### WHAT YOU NEED TO DO
Rewrite every line from the one containing "Where does a point fall on the woman's" through the end of the records, offsetting each answer point's coordinates by adding 19 to both numbers and leaving all other lines unchanged. Omit the pictures from your output.
— start RECORDS FOR THE TASK —
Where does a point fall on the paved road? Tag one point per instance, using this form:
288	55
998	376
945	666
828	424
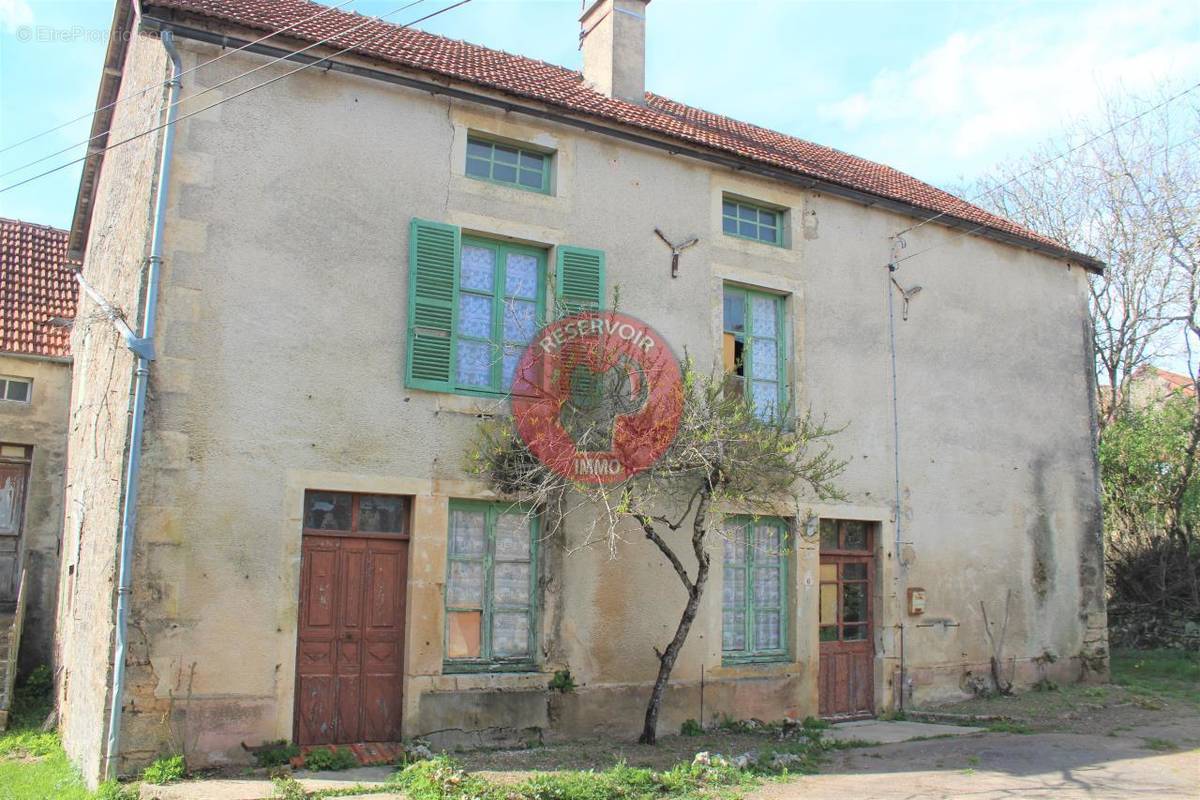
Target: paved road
985	767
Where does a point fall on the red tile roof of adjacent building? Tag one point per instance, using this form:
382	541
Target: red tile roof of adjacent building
36	287
559	86
1171	380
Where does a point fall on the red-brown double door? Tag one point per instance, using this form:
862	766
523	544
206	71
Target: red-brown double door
847	641
349	659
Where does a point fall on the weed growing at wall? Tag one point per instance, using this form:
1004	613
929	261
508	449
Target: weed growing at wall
327	761
275	753
167	769
563	681
441	779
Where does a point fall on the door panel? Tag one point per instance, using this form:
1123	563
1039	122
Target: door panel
316	663
349	655
382	657
12	505
846	667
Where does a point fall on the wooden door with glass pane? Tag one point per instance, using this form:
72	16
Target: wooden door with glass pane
351	642
847	642
12	510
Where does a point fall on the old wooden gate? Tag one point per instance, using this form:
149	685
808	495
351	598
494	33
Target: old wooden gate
13	473
847	641
351	643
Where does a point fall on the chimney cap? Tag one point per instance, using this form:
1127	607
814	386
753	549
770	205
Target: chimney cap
595	5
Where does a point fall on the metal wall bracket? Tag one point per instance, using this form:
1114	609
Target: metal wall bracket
141	347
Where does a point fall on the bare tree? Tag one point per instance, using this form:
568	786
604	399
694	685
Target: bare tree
1121	187
725	458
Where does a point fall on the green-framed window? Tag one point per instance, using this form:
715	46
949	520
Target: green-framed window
755	609
507	163
751	221
491	588
474	305
502	298
755	348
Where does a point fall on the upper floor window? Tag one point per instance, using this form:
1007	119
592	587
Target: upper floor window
491	613
17	390
755	349
501	306
475	304
504	163
749	220
754	606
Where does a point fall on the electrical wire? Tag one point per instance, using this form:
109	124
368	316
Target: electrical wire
157	85
234	96
226	82
1054	158
982	226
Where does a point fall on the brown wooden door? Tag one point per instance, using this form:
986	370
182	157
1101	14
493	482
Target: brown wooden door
349	654
12	507
847	642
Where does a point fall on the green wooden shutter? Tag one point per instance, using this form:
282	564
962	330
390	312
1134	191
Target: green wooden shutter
579	283
432	286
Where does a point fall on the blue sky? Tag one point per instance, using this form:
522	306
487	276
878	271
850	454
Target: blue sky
941	90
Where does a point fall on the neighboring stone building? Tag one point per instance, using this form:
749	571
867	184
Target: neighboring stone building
342	252
1150	385
37	302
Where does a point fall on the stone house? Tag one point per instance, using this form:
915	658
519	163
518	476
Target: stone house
328	271
1151	385
37	302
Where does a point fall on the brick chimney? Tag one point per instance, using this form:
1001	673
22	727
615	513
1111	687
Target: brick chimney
612	36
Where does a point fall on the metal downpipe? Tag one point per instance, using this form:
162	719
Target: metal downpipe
137	427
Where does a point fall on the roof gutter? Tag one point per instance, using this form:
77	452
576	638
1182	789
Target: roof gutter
675	148
138	413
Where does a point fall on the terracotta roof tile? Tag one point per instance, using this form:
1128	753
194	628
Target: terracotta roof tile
564	88
36	284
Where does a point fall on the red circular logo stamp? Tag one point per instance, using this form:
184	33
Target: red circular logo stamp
598	396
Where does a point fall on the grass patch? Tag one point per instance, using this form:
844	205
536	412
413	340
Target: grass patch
167	769
330	759
1163	745
441	779
33	764
275	753
1173	674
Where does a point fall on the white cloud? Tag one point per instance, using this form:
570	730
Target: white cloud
15	13
985	94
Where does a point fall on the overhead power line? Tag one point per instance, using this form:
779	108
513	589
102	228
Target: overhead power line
1050	161
982	226
226	82
161	83
245	91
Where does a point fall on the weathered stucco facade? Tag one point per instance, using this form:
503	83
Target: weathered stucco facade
39	426
281	368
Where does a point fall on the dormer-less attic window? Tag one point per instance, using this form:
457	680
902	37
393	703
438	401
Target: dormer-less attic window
747	220
508	163
16	390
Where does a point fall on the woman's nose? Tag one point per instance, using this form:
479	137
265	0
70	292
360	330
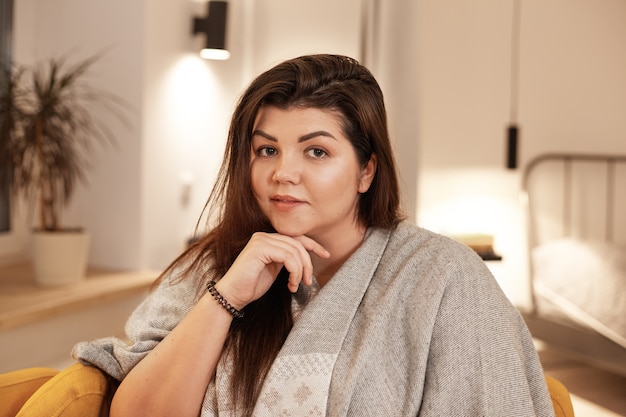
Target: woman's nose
286	170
— end RECORDS FOR THE TASK —
### OUTPUT FOR THIS TASK
Where does a point fall on the woman's nose? Tag one point per instance, using this form:
479	137
265	0
70	292
360	330
Target: woman's nose
305	189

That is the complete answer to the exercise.